> _Exercise aim_
Please output the passage below on enhanced affinity T cell receptors word for word, starting at "Technical Field" and ending at "to uses thereof.".
** Opening Extract provided block **
Technical Field
The present disclosure relates to enhanced affinity T cell receptors (TCRs) and, more particularly, to using agonist selection of hematopoietic progenitor cells expressing an antigen specific TCRα to generate enhanced affinity TCRs, and to uses thereof.
Description of the Related Art
TCR gene therapy is an emerging treatment approach that can overcome many of the obstacles associated with conventional T cell adoptive immunotherapy, such as the extensive time and labor required to isolate, characterize, and expand tumor antigen-specific T cell clones (Schmitt, Ragnarsson, & Greenberg, 2009, Hum. Gene Ther. 20:1240-1248). Further benefits of gene therapy include the ability to utilize defined populations of T cells capable of long-term persistence in vivo (Berger et al., 2008, J. Clin. Invest. 118:294-305; Hinrichs et al., 2009, Proc. Natl. Acad. Sci. USA 106:17469-17474). Such T cells can be transduced with genes encoding well-characterized TCRs that have a high affinity for tumor antigens, thereby increasing the likelihood of mediating an antitumor effect. Indeed, a recent report of therapy targeting advanced B cell leukemia with genetically modified T cells expressing a high affinity chimeric receptor targeting a self/tumor-antigen has highlighted the potential of using engineered high avidity T cells for the treatment of leukemia (Kalos et al., 2011, Sci. Transl. Med. 3:95ra73). However, since most tumor antigens targeted by T cell immunotherapy are over-expressed self-proteins, high affinity T cells specific for these antigens are generally subject to negative selection in the thymus. Therefore, one significant limitation of T cell based immunotherapies in general is the limited availability of T cells expressing an endogenous TCR with sufficiently high affinity for non-mutated tumor antigens.
** Closing Extract provided block **
** Opening Given information block **
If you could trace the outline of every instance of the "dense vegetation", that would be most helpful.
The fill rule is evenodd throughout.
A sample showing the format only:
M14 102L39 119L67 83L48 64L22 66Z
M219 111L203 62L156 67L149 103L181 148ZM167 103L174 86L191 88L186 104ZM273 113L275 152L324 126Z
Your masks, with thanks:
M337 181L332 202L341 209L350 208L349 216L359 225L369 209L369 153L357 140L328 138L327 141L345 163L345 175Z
** Closing Given information block **
> _Answer to this task_
Technical Field
The present disclosure relates to enhanced affinity T cell receptors (TCRs) and, more particularly, to using agonist selection of hematopoietic progenitor cells expressing an antigen specific TCRα to generate enhanced affinity TCRs, and to uses thereof.